● **Exercise requirements**: A verbatim copy of the data is wanted, minus any picture in it.

Given entries Block Start

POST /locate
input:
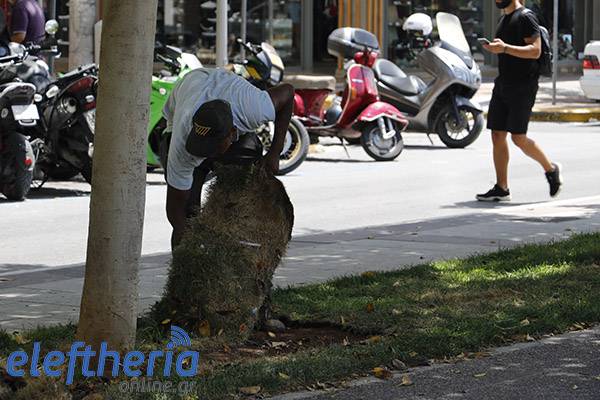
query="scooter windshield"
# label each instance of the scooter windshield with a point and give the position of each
(453, 37)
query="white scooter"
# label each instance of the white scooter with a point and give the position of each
(443, 106)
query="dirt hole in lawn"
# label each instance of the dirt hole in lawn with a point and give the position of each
(292, 340)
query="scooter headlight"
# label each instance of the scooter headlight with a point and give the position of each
(276, 76)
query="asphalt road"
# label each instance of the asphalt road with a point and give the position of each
(330, 192)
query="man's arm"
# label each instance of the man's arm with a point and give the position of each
(282, 97)
(177, 201)
(532, 50)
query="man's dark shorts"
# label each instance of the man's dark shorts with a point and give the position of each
(510, 107)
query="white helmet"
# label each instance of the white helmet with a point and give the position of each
(418, 22)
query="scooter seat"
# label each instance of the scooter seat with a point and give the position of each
(311, 82)
(391, 75)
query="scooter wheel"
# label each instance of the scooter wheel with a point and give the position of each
(458, 135)
(377, 147)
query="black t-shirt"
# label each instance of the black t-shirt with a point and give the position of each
(513, 28)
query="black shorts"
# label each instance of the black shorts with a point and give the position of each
(510, 107)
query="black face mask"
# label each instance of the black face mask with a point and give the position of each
(503, 4)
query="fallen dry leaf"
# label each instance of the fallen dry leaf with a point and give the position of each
(374, 339)
(399, 365)
(406, 381)
(204, 328)
(250, 390)
(382, 373)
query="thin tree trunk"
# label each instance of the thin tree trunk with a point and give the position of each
(109, 303)
(82, 17)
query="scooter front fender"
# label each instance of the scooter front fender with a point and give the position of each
(382, 109)
(468, 103)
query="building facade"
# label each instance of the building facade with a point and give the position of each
(299, 28)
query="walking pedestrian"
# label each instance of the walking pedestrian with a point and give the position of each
(518, 46)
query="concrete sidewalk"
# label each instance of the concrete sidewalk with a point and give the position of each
(39, 295)
(562, 367)
(571, 104)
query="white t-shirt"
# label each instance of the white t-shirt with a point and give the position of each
(250, 106)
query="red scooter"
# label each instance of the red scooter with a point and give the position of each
(358, 113)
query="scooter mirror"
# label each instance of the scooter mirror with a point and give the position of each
(52, 91)
(51, 27)
(16, 49)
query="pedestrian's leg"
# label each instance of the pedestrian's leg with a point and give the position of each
(530, 148)
(501, 156)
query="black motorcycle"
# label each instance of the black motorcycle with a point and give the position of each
(62, 140)
(264, 69)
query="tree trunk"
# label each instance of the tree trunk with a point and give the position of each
(82, 17)
(109, 302)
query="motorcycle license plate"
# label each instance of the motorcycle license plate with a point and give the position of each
(90, 118)
(25, 113)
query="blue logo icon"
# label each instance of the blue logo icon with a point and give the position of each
(179, 338)
(133, 363)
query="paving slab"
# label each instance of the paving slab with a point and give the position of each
(322, 256)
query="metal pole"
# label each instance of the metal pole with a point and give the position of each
(555, 51)
(244, 25)
(221, 60)
(307, 36)
(51, 9)
(51, 15)
(271, 7)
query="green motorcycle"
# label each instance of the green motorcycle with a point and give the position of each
(177, 64)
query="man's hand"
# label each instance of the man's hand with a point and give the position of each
(176, 212)
(271, 162)
(496, 47)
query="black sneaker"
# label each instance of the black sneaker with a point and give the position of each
(494, 194)
(554, 178)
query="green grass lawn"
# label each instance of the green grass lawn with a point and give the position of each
(440, 310)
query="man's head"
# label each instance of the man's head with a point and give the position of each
(502, 4)
(212, 130)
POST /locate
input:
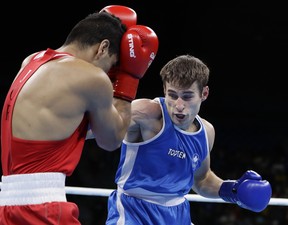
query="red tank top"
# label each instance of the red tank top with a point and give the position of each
(24, 156)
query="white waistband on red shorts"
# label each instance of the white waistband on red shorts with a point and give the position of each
(33, 188)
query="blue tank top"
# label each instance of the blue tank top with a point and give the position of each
(164, 164)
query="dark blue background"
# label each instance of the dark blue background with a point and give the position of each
(244, 44)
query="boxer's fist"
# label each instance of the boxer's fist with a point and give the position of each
(127, 15)
(139, 46)
(249, 192)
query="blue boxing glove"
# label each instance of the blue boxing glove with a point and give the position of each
(249, 192)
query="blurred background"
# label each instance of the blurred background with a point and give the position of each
(245, 45)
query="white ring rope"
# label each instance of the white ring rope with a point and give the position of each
(190, 197)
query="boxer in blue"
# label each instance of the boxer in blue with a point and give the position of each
(166, 153)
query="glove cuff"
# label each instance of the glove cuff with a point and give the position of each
(228, 192)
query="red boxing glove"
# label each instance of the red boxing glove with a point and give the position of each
(127, 15)
(139, 47)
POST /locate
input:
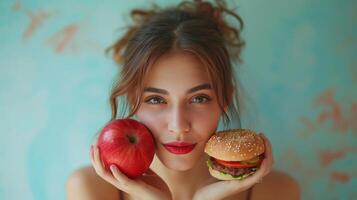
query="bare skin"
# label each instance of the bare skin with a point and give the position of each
(175, 114)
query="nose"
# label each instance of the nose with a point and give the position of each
(178, 122)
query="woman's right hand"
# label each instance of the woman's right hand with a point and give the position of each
(140, 188)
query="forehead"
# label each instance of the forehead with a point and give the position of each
(178, 68)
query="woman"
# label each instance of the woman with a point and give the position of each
(178, 80)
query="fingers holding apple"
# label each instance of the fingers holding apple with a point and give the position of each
(129, 145)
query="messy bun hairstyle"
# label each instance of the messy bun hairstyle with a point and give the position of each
(197, 27)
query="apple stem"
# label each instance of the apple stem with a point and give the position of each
(132, 139)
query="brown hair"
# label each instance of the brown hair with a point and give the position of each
(197, 27)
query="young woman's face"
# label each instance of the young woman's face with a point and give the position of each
(179, 105)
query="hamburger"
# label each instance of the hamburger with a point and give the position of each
(234, 154)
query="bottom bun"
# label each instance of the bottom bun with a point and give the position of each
(226, 177)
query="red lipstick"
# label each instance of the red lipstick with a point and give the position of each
(179, 147)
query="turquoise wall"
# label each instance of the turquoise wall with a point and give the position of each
(299, 72)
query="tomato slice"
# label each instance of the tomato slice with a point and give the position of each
(236, 164)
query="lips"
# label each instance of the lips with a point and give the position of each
(179, 147)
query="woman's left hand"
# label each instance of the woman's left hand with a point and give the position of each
(223, 189)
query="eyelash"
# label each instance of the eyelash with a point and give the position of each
(207, 99)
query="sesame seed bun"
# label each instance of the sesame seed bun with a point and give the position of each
(235, 145)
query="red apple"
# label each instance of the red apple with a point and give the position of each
(128, 144)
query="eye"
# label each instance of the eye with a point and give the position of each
(155, 100)
(200, 99)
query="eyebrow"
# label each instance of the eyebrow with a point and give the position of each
(204, 86)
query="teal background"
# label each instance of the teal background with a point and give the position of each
(299, 73)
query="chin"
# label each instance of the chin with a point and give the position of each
(175, 162)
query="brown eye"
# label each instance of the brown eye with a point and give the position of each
(155, 100)
(200, 99)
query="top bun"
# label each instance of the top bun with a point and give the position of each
(235, 145)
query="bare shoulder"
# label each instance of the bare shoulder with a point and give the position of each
(277, 185)
(84, 183)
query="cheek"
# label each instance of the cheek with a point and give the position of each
(151, 118)
(205, 122)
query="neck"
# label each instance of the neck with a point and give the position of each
(183, 184)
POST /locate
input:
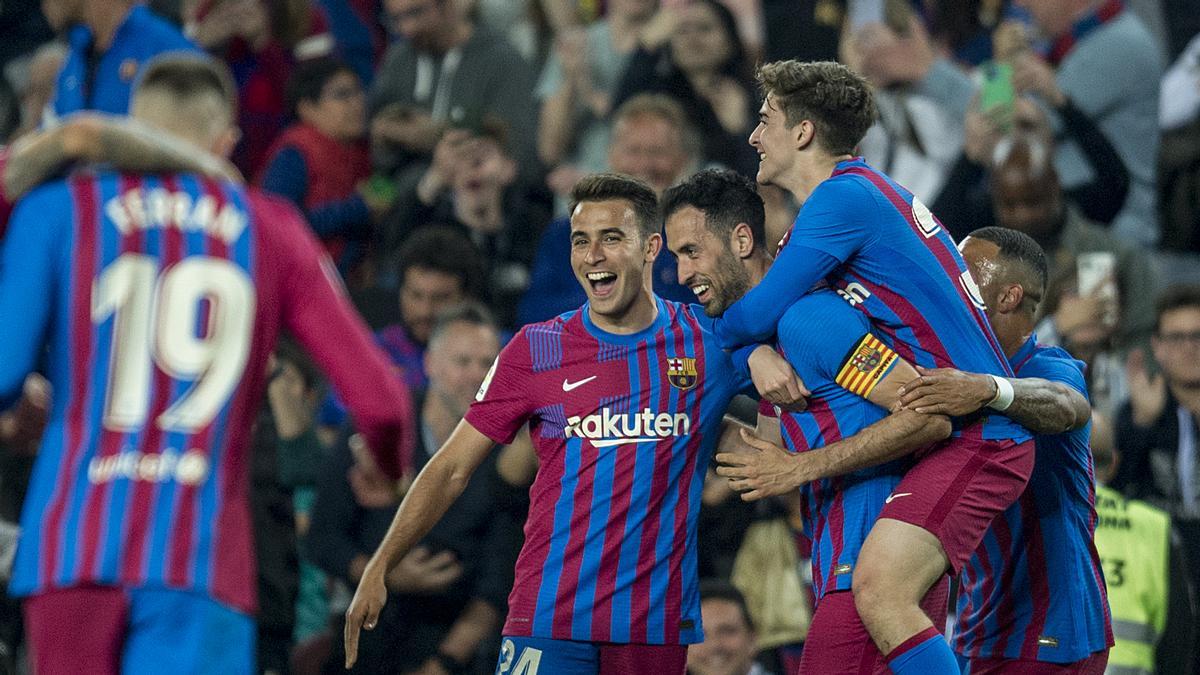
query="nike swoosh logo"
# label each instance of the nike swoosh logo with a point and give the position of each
(568, 386)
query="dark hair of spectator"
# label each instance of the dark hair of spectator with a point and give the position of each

Given entries Block End

● **Expected answer**:
POST /locate
input:
query="scooter windshield"
# label each instance of the scooter windshield with a point and give the position of each
(453, 37)
query="white scooter"
# label each instance of the white scooter with a point and give the position of each
(443, 106)
query="dirt hole in lawn"
# label each instance of the dirt hole in lawn with a point and give the position of each
(292, 340)
query="scooter headlight"
# label each instance of the scooter headlight with a point and give the position of each
(276, 76)
query="asphalt road"
# label each instance of the asphalt road with a point and give the position of each
(330, 192)
query="man's arm"
# label each instance of the man's arm with a point and give the position of each
(282, 97)
(177, 201)
(532, 50)
query="man's dark shorts"
# label each instance of the man's dark shorts with a point and give the position of each
(510, 107)
query="white helmet"
# label each instance of the white helmet with a point and give the position of each
(418, 22)
query="scooter seat"
# label each instance of the scooter seat with a point and give the position of each
(311, 82)
(391, 75)
query="scooter wheel"
# label each instance of the scooter wheel with a point and give the position of each
(458, 135)
(377, 147)
query="black t-shirt"
# label each instance of the black t-shirt with a point and give the position of each
(513, 28)
query="black shorts"
# label each instance of the black shorts with a point and give the position of each
(510, 107)
query="black face mask"
# label each instance of the black face mask with a point and give the position of each
(503, 4)
query="fallen dry leaf"
# label each instance of the fallen dry leaf with a point and give the position of each
(374, 339)
(399, 365)
(406, 381)
(204, 328)
(250, 390)
(382, 373)
query="thin tree trunk"
# label each instance of the thin tree trunk with a point and give the position of each
(109, 303)
(82, 17)
query="scooter front fender"
# label each instance of the scooter front fender with a point and give the position of each
(382, 109)
(468, 103)
query="building facade"
# label each instance of the building facade with a point and give the position of each
(299, 28)
query="walking pedestrian"
# label each instance of the walking pedestrian with a point and give the position of each
(518, 46)
query="concrete sidewalk"
# label each instance of the concrete sidewalk with a point and give the position of each
(39, 295)
(562, 367)
(571, 104)
query="white t-shirt"
# label each instance of the white t-shirt with a point and give the position of each
(250, 106)
query="red scooter"
# label each instance of the red scooter with a point and give the position of each
(358, 113)
query="scooter mirror"
# label each instance of the scooter mirror with a point and give the position of each
(52, 91)
(51, 27)
(16, 49)
query="pedestrian's leg"
# label each instance of the pedestrian's leg with a point and give the position of each
(530, 148)
(501, 156)
query="black motorcycle"
# label each instance of the black motorcycle with a point and give the position of each
(62, 140)
(264, 69)
query="tree trunk"
# label each instance of the tree trunk with a point and give the position of each
(82, 17)
(109, 302)
query="motorcycle license plate"
# label each instance of the motorcycle license plate with a point and give the position of each
(90, 118)
(25, 113)
query="blue logo icon"
# label each instance of the blue logo icon with a point and give the position of each
(179, 338)
(133, 363)
query="paving slab"
# label each instance of the paving slab with a point and give the position of each
(322, 256)
query="metal pole"
# label each instance of the metal pole with a point and give the position of each
(555, 51)
(244, 25)
(221, 60)
(307, 36)
(51, 9)
(51, 15)
(271, 7)
query="green motorcycle"
# label each instance of the green motorcycle with a point and give the position of each
(177, 64)
query="man's hand"
# label each instance of the man's hand with a point and give the position of each
(176, 212)
(271, 162)
(496, 47)
query="black sneaker"
# label each instance of the black sneaker with a point and give the position of each
(494, 194)
(554, 178)
query="green grass lawn"
# label each instance of the green grass lawn with a point and give the position of each
(440, 310)
query="man's head"
# label each instance of the man's head with a point and give the position of each
(502, 4)
(212, 130)
POST /locate
input:
query="red tank top"
# label each instance of the red tank top with a point and give the position of each
(24, 156)
query="white waistband on red shorts"
# label each instance of the white waistband on red shorts with a point and give the position of each
(33, 188)
query="blue tank top"
# label each instance of the blue tank top with a point and give the position of each
(164, 164)
query="dark blue background"
# label each instance of the dark blue background with a point and give the position of each
(244, 44)
query="boxer's fist"
# label each instance of the boxer's fist with a point and give the position of each
(127, 15)
(139, 46)
(249, 192)
query="blue boxing glove"
# label each instance of the blue boxing glove with a point and give the position of each
(249, 192)
query="blurred background"
# label each instance of the blurred background with a point and give the position of each
(245, 45)
query="white ring rope"
# label each instance of the white ring rope with a point and give the position of each
(190, 197)
query="boxer in blue"
# label each instance of the boxer in blue with a point and give the position of each
(166, 153)
query="glove cuff"
# label each instance of the glove cuff with a point and give the position of each
(228, 192)
query="red boxing glove"
# label each instance of the red boxing glove with a point and give the position of each
(127, 15)
(139, 47)
POST /locate
input:
query="bare skin"
# label each instance of the bare skin with a point and give the position of each
(175, 114)
query="nose"
# label each instance of the nose with a point and give the position of each
(178, 122)
query="woman's right hand"
# label each instance of the woman's right hand with a point and give the position of each
(140, 188)
query="forehead"
# label each instance of the forehead with a point and give the position of each
(178, 68)
query="woman"
# label each instance of the woman with a point and give the position of each
(178, 80)
query="fingers holding apple"
# label each instance of the fingers holding apple with a point and give the position of each
(129, 145)
query="messy bun hairstyle"
# label each instance of the messy bun hairstyle with a point and give the position of each
(197, 27)
query="apple stem"
# label each instance of the apple stem with a point and give the position of each
(132, 139)
query="brown hair"
# label each instance of the brown hair with a point and give the position of each
(197, 27)
query="young woman's face"
# label each instance of the young woman's face with a point and give the position of each
(179, 105)
query="hamburger"
# label each instance of the hamburger with a point and give the position of each
(234, 154)
query="bottom bun"
# label each instance of the bottom bun with a point and give the position of each
(226, 177)
query="red lipstick"
# label each instance of the red lipstick with a point and give the position of each
(179, 147)
query="turquoise wall"
# label each instance of the turquoise wall with a point and give the position of each
(299, 72)
query="tomato slice"
# label each instance of the tomato slice with a point and give the position of each
(236, 164)
query="lips"
# label each instance of the lips with a point and give the position of each
(179, 147)
query="woman's left hand"
# label each instance of the woman's left hand with a point and give the position of each
(223, 189)
query="eyelash"
# label each instance of the eyelash with a point and give the position of each
(207, 99)
query="sesame seed bun"
# label each instance of the sesame seed bun with a point and give the position of each
(235, 145)
query="red apple"
# label each instance of the red apple with a point and give the position of each
(128, 144)
query="eye"
# label each instance of the eye with a point and give the position of each
(155, 100)
(200, 99)
query="eyebrow"
# label each instance of the eyebrow with a point and give the position of each
(204, 86)
query="teal background"
# label each instance of the teal background with a point and give the position of each
(299, 73)
query="chin"
# label each instance of the chin with a point and give the position of each
(175, 162)
query="brown eye"
# label each instance of the brown eye with a point and give the position of each
(155, 100)
(200, 99)
query="top bun"
# label each instance of the top bun with a point and give the position of each
(235, 145)
query="bare shoulder"
# label each instance of the bare shoulder with a point and give the position of each
(277, 185)
(84, 183)
query="cheek"
# label each instance of the cheek with a point and give the position of each
(151, 118)
(205, 122)
query="neck"
# label each instance of the neck with a point and give the position of each
(183, 184)
POST /locate
input:
query="nike swoosh logo"
# label each instance of the nike swoosh logo with a point and give the position of each
(568, 386)
query="dark hair of spectator"
# label each instance of the dark hair of spectator with a point and give the position of each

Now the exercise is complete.